#### EXERCISE REQUIREMENTS
Express every line from the one containing "Query: distant mountain silhouette" down to the final line below as a JSON list of strings, one string per line, leaving out any blank lines.

#### SUPPLIED ENTRIES

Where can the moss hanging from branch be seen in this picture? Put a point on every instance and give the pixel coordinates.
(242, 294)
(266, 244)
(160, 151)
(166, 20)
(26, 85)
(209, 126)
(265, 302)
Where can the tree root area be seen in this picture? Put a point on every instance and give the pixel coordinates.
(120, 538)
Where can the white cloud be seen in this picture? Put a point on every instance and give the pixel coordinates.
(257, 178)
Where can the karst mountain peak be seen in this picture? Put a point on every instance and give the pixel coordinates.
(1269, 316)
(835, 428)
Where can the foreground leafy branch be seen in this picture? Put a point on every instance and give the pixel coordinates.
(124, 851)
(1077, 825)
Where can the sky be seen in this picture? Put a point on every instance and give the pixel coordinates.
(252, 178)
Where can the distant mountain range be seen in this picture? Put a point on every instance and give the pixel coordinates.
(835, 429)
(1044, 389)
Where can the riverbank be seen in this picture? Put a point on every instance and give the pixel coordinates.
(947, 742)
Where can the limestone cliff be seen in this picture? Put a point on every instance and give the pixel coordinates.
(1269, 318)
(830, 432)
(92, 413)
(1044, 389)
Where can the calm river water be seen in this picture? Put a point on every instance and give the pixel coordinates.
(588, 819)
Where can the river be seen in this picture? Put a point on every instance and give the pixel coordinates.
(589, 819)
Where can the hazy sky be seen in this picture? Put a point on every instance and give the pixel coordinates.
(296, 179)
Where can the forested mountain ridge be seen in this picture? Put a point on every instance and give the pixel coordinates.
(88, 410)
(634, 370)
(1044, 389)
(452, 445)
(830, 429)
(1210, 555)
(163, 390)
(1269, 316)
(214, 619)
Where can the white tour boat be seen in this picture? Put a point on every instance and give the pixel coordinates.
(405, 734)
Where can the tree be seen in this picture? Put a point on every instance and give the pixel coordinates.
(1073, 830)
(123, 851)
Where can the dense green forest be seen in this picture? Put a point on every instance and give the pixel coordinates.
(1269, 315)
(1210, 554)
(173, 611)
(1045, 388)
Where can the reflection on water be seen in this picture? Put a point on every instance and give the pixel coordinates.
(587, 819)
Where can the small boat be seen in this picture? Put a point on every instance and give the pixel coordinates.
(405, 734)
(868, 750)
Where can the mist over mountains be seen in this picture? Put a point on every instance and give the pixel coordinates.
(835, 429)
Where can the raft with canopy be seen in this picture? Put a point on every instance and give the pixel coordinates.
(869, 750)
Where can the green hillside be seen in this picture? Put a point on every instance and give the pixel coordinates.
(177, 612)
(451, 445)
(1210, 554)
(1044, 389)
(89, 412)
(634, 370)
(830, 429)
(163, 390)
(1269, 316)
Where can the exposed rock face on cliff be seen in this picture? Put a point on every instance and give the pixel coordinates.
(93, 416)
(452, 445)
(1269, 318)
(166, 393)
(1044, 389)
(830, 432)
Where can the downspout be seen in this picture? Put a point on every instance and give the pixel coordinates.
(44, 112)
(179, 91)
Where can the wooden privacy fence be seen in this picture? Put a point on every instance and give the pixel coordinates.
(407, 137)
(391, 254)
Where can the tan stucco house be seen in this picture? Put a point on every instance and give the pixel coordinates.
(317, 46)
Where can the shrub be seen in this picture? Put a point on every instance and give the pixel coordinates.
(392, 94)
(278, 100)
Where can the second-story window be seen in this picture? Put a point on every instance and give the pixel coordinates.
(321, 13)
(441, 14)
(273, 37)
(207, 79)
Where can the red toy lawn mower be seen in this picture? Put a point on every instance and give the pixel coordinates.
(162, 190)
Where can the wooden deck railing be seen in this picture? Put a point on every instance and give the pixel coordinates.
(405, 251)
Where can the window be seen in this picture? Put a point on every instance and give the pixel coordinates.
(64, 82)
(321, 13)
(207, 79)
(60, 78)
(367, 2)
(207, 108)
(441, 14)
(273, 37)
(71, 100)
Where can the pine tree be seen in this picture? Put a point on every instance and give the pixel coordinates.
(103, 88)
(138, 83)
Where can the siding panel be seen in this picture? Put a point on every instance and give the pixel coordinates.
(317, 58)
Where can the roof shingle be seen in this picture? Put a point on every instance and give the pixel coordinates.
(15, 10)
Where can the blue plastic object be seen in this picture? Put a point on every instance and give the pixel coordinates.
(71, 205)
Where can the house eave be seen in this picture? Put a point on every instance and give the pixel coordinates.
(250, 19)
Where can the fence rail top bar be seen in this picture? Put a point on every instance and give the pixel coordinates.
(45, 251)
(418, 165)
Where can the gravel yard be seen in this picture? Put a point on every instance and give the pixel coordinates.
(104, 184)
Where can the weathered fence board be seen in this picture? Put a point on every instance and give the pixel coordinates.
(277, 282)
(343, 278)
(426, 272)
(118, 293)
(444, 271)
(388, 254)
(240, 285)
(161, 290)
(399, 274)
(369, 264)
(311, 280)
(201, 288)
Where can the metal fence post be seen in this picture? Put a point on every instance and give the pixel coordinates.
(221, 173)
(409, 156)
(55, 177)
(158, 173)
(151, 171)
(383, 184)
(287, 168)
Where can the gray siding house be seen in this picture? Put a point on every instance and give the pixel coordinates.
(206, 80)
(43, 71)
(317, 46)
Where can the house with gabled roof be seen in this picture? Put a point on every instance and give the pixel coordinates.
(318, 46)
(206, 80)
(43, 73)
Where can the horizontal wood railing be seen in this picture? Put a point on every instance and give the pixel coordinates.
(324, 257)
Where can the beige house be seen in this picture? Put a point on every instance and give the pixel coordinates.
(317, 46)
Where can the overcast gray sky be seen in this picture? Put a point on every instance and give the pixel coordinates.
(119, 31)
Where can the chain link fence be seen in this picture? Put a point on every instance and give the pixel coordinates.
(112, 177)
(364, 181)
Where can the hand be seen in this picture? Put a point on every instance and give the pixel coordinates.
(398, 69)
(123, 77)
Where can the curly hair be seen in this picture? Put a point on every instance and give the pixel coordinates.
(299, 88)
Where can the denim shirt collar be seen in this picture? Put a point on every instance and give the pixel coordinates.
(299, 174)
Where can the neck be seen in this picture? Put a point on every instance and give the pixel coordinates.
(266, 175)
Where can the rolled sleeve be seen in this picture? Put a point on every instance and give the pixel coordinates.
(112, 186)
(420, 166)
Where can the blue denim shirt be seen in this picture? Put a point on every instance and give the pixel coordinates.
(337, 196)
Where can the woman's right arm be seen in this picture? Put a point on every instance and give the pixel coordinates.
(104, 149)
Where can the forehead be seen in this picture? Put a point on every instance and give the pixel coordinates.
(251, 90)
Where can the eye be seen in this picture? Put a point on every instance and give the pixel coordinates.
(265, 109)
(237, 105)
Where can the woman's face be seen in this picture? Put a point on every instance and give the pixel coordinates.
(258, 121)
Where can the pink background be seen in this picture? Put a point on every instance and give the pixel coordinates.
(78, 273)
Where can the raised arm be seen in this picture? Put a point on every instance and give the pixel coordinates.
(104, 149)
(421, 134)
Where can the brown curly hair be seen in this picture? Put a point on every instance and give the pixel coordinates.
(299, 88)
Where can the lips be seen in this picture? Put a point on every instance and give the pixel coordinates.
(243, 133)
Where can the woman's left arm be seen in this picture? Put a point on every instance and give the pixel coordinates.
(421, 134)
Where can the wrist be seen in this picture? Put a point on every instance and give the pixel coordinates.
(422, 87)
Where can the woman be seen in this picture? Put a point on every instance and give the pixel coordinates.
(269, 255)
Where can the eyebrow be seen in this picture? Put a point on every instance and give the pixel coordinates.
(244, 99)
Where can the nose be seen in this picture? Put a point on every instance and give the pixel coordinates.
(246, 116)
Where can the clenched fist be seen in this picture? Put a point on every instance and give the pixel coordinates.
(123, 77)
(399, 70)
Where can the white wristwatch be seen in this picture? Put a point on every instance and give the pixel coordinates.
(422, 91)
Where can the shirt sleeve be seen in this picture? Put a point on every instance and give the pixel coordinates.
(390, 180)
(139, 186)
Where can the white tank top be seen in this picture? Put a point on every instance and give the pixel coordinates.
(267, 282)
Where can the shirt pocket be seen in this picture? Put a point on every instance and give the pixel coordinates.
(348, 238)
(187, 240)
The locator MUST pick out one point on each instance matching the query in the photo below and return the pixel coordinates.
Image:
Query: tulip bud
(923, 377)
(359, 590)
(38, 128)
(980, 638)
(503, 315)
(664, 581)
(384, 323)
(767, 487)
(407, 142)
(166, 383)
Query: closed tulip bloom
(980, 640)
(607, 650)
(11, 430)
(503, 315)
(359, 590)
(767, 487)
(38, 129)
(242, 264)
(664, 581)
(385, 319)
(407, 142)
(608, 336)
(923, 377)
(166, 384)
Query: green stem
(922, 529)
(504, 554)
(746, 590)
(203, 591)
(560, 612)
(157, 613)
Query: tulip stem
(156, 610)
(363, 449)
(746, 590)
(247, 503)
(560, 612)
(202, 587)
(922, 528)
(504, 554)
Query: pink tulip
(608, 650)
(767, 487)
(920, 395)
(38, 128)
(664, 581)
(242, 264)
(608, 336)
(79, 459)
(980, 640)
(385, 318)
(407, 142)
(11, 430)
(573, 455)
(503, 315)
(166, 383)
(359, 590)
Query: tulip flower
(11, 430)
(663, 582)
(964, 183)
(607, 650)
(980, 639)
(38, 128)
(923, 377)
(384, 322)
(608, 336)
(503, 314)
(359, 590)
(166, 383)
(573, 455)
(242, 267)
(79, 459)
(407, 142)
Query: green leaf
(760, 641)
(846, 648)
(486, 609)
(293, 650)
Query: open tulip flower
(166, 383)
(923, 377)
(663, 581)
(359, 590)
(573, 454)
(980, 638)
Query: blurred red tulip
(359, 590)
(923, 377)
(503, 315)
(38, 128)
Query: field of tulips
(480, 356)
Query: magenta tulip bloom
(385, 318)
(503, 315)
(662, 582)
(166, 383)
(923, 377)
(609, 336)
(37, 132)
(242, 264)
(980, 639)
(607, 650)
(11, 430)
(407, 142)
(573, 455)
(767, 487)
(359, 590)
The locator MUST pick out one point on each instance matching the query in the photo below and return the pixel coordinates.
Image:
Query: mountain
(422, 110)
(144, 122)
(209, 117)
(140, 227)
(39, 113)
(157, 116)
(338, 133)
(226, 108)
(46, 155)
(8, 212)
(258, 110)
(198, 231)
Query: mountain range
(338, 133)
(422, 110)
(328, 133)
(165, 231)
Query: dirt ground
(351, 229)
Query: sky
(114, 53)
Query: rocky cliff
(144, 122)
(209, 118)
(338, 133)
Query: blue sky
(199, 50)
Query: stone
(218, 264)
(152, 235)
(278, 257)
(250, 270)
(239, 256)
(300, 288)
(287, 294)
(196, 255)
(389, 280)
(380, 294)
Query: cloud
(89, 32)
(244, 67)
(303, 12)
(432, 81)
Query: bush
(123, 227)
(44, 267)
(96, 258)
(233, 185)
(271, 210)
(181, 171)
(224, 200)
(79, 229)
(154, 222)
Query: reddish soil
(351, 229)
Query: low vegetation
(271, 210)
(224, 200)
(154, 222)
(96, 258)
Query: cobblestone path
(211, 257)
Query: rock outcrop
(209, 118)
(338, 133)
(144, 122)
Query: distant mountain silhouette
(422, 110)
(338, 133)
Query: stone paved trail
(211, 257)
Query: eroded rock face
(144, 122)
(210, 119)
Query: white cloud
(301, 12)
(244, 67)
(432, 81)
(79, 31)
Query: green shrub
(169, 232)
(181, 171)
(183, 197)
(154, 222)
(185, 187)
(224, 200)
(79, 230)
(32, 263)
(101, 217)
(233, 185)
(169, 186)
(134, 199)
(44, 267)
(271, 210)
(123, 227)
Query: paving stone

#### PROBLEM SOLUTION
[
  "Query: distant mountain silhouette",
  "(422, 110)",
  "(338, 133)",
  "Query: stone paved trail",
  "(211, 257)",
  "Query: eroded rock face",
  "(144, 122)",
  "(210, 119)",
  "Query: white cloud",
  "(301, 12)",
  "(244, 67)",
  "(432, 81)",
  "(79, 31)",
  "Query: green shrub",
  "(169, 232)",
  "(181, 171)",
  "(183, 197)",
  "(154, 222)",
  "(185, 187)",
  "(224, 200)",
  "(79, 230)",
  "(32, 263)",
  "(101, 217)",
  "(233, 185)",
  "(169, 186)",
  "(134, 199)",
  "(44, 267)",
  "(271, 210)",
  "(123, 227)",
  "Query: paving stone"
]